* _Actions to take_:
**1.** Print the passage about bedtime after Thanksgiving dinner word for word, starting at "Really? Here’s a" and ending at "from the bookshelf.".
**2.** Please count the lines of the rows that contain the string "negative" and give only the number.
━━━ Extract to read ━━━
Really? Here’s a snippet from my day yesterday.

Yeah, right.

After we got home from Thanksgiving dinner at my dad’s, during which I’d held my breath for hours waiting for an imminent disaster which miraculously never occurred, it was bedtime. I got everyone into their jammies except for my older tween daughter who was training to be an acrobat by swinging from the doorframes.

I was about to climb onto my younger daughter’s bed to read her and my 2-year-old son a few books before turning out the lights. I could taste the sweet smell of victory of a Thanksgiving gone off without a hitch as I bent down to grab “Ferdinand” from the bookshelf.

Then: “My penis hurts!” my 2-year-old called out. “And I got my dress wet!”

Turns out, he had peed all over his sister’s bed, through the Ariel costume he wears constantly, and on his own clothes.

“My penis!” he cried again.

At this point, my tween came in.

“Mom, can you turn on my shower?”

“Honey, no, you can figure it out,” I said.

I whisked my son off the bed, stripped him down in the bathroom, gave him a tub of moisturizer to put on his penis which looked fine to me but what did I know, and ran down the hall to grab new sheets. My younger daughter, still looking at books in the corner of her room, somehow hadn’t noticed that her brother had destroyed her bed so I was rushing to change the sheets before she looked up.
━━━ Source material ━━━
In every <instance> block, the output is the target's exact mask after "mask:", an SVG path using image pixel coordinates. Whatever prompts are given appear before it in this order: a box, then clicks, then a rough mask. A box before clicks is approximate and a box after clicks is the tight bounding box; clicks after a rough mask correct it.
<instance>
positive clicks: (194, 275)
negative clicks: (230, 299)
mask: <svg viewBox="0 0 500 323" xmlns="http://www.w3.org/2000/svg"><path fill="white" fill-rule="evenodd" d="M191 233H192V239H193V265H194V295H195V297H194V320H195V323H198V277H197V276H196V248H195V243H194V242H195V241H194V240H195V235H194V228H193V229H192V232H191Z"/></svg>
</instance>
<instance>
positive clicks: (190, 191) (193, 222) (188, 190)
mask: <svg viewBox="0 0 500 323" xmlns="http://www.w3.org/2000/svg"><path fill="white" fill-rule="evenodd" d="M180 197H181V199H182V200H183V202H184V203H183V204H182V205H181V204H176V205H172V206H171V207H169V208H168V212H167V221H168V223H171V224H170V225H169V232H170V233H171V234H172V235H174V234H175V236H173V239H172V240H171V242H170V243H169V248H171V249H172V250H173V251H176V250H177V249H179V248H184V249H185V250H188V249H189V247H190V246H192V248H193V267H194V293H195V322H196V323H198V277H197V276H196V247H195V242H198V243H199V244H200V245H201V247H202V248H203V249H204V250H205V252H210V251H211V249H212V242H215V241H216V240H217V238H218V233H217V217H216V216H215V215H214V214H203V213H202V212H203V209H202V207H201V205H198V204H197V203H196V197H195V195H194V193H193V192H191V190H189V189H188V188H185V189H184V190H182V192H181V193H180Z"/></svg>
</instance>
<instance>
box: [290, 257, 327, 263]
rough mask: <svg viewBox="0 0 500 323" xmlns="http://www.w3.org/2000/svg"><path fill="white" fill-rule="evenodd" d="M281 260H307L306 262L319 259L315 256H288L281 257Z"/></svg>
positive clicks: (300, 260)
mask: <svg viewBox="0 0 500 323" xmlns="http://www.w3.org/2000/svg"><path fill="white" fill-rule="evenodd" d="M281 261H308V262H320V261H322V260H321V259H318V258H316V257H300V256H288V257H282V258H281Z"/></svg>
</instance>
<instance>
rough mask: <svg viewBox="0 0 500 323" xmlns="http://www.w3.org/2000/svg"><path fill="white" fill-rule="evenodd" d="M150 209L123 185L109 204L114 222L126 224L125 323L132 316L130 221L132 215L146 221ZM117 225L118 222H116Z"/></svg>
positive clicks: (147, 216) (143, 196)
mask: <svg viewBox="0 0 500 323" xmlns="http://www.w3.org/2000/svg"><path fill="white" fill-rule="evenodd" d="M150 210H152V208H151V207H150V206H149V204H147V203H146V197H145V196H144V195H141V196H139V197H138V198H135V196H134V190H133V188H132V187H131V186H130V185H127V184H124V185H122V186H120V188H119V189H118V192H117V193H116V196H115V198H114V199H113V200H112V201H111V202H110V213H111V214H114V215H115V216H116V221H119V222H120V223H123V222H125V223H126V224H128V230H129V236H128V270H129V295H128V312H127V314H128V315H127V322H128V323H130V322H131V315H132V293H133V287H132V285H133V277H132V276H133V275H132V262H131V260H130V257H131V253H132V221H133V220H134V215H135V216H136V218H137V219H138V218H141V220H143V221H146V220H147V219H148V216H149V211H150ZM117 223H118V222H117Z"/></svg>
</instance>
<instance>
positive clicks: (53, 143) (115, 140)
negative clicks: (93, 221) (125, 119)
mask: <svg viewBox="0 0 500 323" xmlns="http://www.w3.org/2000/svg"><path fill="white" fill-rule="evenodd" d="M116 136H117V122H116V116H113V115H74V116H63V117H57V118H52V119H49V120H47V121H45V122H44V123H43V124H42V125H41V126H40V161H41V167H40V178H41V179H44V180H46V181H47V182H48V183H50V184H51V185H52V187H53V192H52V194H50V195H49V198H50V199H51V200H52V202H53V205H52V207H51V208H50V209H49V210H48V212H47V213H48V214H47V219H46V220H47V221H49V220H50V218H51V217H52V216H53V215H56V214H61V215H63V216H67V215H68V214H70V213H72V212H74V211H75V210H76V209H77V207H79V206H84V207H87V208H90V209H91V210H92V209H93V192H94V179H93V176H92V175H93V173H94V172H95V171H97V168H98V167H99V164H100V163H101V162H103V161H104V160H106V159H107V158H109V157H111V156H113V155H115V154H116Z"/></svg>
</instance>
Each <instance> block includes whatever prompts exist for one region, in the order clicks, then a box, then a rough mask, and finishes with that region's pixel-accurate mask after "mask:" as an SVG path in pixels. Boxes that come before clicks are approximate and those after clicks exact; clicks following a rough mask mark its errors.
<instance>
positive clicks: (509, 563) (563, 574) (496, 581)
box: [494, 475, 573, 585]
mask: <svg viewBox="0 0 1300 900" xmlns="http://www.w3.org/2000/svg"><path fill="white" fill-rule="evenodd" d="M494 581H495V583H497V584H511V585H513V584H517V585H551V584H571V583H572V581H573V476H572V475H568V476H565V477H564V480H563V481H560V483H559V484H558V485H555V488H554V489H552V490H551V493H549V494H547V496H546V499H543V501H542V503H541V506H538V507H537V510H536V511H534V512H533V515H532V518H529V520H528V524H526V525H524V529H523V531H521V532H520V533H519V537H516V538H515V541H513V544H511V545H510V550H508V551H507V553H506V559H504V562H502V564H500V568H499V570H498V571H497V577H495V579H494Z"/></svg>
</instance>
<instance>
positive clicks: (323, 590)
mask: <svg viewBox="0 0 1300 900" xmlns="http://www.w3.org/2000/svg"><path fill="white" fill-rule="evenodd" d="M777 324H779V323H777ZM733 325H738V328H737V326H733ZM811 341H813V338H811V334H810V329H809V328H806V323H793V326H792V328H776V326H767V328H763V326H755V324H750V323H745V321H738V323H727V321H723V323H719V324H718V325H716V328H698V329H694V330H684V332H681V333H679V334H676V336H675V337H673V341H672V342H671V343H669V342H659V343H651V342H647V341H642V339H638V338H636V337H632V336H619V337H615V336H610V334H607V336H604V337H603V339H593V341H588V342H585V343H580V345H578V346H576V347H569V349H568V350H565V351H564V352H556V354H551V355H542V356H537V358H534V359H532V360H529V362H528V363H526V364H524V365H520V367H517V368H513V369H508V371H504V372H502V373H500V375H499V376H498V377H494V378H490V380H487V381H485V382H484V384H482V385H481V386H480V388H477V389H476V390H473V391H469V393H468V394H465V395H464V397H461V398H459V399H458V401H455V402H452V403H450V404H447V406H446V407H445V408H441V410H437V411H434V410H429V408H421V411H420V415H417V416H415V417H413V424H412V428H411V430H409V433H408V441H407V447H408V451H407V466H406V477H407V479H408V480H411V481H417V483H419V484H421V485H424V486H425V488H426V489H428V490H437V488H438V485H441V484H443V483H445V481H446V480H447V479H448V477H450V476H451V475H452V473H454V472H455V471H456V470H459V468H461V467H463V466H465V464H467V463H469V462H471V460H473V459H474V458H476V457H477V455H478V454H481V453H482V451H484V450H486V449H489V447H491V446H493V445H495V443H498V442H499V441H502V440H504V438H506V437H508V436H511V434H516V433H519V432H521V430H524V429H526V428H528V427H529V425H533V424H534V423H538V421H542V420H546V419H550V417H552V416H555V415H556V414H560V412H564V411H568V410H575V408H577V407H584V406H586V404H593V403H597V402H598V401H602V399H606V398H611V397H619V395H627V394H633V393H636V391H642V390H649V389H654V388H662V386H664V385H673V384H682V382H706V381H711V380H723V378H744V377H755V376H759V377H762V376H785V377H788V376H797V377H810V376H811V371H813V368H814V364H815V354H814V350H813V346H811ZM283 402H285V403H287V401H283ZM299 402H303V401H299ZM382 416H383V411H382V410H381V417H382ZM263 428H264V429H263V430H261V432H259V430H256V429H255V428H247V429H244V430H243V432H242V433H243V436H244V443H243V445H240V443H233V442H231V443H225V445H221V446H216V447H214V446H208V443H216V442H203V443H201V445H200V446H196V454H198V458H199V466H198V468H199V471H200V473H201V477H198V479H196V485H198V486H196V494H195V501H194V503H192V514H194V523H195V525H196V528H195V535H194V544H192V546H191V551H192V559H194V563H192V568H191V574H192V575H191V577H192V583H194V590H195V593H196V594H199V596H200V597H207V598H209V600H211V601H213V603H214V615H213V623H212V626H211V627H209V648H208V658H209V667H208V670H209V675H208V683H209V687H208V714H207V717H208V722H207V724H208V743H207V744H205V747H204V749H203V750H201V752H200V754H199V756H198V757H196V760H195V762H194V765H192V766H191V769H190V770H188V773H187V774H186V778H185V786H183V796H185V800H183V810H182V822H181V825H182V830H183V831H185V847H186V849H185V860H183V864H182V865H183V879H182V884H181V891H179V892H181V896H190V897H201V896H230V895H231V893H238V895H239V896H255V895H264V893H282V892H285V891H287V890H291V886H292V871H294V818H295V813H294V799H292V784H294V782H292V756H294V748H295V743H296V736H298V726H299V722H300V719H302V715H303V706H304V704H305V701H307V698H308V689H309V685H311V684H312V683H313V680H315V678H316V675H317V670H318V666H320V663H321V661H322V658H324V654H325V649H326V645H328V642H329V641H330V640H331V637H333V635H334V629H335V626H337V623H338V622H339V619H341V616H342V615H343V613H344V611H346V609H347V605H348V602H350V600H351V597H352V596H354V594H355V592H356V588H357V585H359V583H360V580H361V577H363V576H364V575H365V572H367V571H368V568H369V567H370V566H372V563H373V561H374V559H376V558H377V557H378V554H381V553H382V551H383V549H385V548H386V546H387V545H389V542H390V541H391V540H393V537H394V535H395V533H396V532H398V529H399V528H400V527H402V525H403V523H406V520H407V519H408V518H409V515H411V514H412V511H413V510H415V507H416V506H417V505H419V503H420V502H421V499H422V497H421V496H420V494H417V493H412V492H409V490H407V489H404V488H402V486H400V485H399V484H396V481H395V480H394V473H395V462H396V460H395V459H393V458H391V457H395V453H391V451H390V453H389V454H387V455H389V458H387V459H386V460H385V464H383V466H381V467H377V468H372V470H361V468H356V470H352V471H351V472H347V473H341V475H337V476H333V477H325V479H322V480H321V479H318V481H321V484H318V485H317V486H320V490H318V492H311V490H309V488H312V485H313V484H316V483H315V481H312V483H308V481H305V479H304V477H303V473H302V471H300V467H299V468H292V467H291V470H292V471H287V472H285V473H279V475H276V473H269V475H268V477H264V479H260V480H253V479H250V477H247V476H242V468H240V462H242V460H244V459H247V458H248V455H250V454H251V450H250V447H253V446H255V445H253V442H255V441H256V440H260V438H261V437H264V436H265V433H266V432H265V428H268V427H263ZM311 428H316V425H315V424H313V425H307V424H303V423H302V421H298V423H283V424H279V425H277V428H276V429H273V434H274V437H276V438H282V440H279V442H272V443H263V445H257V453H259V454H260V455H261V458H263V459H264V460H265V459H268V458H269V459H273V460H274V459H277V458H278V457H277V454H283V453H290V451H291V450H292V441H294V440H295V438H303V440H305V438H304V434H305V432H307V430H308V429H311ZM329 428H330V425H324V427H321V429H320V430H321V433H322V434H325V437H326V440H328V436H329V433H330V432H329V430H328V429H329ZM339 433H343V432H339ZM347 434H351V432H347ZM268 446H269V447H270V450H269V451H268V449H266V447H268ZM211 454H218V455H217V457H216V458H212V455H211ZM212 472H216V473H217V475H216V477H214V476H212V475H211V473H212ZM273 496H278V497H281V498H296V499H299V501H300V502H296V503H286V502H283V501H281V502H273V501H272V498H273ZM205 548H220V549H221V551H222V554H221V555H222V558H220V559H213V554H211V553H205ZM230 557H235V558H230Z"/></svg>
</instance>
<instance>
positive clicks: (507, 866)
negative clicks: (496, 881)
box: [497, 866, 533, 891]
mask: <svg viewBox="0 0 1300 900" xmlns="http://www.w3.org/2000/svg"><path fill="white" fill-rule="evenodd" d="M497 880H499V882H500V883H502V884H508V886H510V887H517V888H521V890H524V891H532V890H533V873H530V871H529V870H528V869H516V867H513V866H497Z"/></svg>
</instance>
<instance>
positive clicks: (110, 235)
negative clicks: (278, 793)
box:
━━━
* _Results for each task_:
**1.**
Really? Here’s a snippet from my day yesterday.

Yeah, right.

After we got home from Thanksgiving dinner at my dad’s, during which I’d held my breath for hours waiting for an imminent disaster which miraculously never occurred, it was bedtime. I got everyone into their jammies except for my older tween daughter who was training to be an acrobat by swinging from the doorframes.

I was about to climb onto my younger daughter’s bed to read her and my 2-year-old son a few books before turning out the lights. I could taste the sweet smell of victory of a Thanksgiving gone off without a hitch as I bent down to grab “Ferdinand” from the bookshelf.

**2.** 4